> [Exercise prompt]
Which lines of the records below contain the string "command"? Report each of them.

[Source data]
****************

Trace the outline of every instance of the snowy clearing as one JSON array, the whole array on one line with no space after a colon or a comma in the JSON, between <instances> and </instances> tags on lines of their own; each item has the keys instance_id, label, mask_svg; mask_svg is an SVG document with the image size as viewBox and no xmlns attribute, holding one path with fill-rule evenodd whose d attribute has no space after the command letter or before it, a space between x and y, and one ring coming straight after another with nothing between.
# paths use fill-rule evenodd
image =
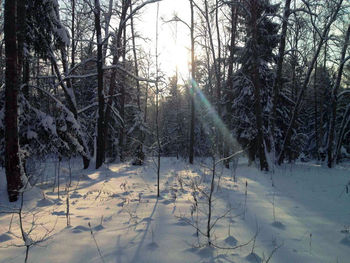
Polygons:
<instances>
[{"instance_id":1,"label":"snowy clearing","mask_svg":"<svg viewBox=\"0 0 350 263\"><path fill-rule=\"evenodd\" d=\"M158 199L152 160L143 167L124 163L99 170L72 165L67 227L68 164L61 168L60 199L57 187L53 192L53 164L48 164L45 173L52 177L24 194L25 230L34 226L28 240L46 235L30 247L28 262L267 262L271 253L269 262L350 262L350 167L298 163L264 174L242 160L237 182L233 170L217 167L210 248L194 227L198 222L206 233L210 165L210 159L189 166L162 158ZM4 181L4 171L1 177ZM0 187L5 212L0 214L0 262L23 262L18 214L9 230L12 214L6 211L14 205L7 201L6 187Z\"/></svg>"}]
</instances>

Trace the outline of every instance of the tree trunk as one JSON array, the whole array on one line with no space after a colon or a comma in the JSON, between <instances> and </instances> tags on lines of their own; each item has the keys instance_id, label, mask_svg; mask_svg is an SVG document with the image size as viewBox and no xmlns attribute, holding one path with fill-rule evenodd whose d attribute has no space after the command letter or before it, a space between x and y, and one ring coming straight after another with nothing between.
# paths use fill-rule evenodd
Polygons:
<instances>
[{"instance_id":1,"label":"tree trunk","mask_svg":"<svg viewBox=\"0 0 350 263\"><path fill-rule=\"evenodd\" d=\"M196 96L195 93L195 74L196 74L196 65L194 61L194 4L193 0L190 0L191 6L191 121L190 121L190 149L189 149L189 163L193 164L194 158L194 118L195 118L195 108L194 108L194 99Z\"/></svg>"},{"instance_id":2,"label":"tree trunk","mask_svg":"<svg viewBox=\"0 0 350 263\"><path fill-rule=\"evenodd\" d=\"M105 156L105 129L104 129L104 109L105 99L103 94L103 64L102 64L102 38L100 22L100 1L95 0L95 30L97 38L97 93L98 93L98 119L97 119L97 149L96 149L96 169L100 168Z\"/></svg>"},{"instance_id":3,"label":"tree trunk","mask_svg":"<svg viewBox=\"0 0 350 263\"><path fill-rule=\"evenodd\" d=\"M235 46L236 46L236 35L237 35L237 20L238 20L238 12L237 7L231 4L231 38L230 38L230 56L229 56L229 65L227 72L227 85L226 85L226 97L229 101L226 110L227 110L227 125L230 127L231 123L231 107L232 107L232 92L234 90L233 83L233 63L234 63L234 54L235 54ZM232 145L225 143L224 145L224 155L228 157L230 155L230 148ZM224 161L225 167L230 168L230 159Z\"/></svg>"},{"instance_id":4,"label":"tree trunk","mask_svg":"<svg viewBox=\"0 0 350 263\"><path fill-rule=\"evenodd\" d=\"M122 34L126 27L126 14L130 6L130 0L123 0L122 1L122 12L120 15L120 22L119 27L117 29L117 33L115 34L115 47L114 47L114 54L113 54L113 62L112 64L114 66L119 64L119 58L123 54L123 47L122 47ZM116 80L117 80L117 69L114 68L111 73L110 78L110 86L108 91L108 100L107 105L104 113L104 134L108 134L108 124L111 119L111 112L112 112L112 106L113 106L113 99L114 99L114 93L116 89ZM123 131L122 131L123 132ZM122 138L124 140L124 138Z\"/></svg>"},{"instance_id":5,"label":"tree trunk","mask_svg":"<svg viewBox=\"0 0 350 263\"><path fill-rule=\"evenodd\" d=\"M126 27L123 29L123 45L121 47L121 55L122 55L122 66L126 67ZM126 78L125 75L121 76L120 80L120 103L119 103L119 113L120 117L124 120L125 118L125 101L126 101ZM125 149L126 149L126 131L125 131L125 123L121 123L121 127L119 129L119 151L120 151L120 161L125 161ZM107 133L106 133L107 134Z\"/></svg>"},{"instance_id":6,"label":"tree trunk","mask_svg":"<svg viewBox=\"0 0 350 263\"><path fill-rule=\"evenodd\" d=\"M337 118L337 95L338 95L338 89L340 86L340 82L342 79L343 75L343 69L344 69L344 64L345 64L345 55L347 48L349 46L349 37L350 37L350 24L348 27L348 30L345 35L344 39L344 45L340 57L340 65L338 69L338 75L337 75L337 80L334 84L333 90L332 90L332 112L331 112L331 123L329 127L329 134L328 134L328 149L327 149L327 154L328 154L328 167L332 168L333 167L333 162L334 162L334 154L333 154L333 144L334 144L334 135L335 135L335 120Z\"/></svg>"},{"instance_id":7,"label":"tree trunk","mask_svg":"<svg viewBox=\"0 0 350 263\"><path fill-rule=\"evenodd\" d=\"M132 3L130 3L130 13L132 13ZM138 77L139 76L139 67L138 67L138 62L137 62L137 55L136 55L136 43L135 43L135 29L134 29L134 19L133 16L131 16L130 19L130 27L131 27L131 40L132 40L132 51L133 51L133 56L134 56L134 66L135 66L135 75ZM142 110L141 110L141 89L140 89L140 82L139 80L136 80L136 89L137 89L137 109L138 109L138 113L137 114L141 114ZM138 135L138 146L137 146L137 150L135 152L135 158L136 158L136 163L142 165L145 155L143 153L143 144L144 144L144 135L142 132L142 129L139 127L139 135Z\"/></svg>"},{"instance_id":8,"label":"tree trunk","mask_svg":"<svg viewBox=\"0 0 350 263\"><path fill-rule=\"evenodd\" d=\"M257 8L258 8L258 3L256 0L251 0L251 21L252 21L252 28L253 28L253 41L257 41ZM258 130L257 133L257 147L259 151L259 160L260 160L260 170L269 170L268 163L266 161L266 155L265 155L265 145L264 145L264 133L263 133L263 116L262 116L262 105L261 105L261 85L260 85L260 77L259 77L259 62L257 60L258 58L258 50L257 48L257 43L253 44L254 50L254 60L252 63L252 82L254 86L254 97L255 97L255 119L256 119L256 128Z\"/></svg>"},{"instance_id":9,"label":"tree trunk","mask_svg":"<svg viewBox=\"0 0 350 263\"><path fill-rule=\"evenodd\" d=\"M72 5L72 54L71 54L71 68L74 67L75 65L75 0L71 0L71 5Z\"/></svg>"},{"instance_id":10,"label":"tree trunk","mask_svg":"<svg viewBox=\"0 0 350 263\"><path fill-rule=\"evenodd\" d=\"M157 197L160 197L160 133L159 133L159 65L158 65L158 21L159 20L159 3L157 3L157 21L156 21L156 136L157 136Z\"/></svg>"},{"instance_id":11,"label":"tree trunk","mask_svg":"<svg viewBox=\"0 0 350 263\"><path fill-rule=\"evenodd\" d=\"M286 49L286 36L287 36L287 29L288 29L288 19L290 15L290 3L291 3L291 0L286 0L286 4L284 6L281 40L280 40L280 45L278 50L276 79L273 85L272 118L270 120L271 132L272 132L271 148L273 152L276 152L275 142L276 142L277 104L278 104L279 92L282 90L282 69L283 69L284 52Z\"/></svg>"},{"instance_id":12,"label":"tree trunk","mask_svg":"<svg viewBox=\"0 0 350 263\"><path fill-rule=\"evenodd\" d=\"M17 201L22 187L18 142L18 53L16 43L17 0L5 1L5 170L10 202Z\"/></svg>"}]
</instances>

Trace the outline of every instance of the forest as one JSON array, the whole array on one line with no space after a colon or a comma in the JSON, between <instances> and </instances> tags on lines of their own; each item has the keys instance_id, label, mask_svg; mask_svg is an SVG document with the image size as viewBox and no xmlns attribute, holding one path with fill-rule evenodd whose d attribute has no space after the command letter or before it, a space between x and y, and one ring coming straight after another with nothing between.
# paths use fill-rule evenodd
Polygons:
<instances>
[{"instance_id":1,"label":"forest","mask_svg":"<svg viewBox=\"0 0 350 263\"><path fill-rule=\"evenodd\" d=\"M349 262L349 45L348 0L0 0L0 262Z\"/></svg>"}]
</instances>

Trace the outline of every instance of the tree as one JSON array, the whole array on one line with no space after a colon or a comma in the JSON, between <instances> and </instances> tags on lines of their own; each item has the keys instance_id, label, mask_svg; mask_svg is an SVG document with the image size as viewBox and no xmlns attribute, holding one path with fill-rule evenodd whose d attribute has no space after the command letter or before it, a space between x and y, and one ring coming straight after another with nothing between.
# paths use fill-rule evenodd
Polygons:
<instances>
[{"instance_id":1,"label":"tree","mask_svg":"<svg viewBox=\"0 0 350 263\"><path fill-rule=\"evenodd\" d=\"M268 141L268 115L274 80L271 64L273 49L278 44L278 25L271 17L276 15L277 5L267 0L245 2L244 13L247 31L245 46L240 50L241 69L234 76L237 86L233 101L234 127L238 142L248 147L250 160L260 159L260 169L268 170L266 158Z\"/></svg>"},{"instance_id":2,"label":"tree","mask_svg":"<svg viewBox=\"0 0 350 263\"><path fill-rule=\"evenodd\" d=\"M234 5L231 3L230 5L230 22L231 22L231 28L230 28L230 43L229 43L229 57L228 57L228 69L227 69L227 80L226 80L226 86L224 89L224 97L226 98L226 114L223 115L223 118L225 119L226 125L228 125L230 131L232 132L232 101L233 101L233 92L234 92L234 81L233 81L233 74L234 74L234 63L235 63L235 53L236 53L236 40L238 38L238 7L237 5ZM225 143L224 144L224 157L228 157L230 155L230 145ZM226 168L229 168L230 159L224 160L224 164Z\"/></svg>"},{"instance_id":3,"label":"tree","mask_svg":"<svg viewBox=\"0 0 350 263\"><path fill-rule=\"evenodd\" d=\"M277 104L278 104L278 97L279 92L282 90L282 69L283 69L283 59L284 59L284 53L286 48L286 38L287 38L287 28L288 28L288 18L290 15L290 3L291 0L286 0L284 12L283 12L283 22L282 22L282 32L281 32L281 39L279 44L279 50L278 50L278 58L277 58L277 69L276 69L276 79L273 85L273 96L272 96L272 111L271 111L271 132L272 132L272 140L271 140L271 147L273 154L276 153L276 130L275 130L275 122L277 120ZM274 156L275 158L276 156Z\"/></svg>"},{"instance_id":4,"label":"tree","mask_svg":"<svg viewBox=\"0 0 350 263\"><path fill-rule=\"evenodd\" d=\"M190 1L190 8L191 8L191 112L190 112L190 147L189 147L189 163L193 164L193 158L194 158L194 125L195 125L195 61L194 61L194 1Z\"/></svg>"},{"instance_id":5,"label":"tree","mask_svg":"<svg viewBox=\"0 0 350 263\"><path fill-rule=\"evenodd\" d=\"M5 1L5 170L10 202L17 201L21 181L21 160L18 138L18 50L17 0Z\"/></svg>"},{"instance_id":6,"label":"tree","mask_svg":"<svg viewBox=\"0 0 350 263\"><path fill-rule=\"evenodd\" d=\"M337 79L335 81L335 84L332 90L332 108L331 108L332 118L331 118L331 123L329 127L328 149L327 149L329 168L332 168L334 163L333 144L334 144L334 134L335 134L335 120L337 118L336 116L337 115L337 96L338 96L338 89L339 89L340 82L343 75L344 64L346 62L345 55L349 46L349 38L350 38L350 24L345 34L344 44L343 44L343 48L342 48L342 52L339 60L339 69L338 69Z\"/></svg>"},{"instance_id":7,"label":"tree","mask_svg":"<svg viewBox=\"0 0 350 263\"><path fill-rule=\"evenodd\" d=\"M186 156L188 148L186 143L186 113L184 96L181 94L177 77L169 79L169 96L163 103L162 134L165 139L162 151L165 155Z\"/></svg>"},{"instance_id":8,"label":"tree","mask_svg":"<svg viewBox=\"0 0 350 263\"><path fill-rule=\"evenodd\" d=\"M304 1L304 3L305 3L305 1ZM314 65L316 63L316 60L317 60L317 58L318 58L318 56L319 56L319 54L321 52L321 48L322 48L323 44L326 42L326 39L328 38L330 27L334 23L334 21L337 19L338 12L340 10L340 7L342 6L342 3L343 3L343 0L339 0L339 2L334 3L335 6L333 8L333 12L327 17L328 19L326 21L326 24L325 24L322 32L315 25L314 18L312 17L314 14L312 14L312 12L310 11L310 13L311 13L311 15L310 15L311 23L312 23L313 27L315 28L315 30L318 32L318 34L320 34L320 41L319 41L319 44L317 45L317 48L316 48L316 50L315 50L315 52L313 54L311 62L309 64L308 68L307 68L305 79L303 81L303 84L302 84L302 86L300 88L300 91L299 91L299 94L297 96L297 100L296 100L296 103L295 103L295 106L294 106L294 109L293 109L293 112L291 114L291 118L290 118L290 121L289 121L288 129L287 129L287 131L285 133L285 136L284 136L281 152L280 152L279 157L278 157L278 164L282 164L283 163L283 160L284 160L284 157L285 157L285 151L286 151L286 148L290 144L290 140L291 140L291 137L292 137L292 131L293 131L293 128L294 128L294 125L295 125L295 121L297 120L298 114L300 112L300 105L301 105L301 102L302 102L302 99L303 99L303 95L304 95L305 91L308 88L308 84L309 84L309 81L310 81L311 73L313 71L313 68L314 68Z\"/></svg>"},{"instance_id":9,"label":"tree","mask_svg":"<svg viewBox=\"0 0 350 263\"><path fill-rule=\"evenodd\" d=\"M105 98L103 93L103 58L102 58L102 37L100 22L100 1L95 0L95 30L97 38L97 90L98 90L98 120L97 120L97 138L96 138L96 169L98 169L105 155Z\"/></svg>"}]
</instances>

****************

> [Written response]
Trace the outline of every instance of the snowy clearing as one JSON array, the whole array on one line with no space after a colon or a comma in the JSON, between <instances> and </instances> tags on lines of their own; each item has the keys instance_id, label, mask_svg; mask_svg is an SVG document with the image size as viewBox and no xmlns attribute, holding one path with fill-rule evenodd whose d attribute has no space after the command letter or before it, a space between x and y, and one ring coming straight after another with nothing between.
Trace the outline of every instance of the tree trunk as one JSON array, the whole array on one line with no space after a colon or a comma in the JSON, between <instances> and </instances> tags on lines of their own; each item has the keys instance_id, label, mask_svg; mask_svg is an SVG document with the image size as viewBox and no xmlns attribute, holding one path with fill-rule evenodd whose d attribute has no space after the command letter or before it, a space between x and y, and one ring coming straight after another with nothing between.
Trace the outline of every instance of the forest as one JSON array, the whole array on one line with no space after a colon or a comma in the JSON, between <instances> and </instances> tags on lines of their own; each item has the keys instance_id, label, mask_svg; mask_svg is an SVG document with the image size as viewBox and no xmlns attribute, holding one path with fill-rule evenodd whose d attribute has no space after the command letter or before it, a space between x and y, and one ring coming straight after another with nothing between.
Trace the outline of every instance of the tree as one JSON array, the whole array on one line with no space after a colon or a comma in the JSON, between <instances> and </instances> tags on lines of their own; each item has the keys instance_id, label, mask_svg; mask_svg is an SVG document with the image size as viewBox and no xmlns attribute, holding one path with fill-rule evenodd whose d attribute has no space after the command letter or before it, a space between x and y, and one ring coming straight after another with nothing between.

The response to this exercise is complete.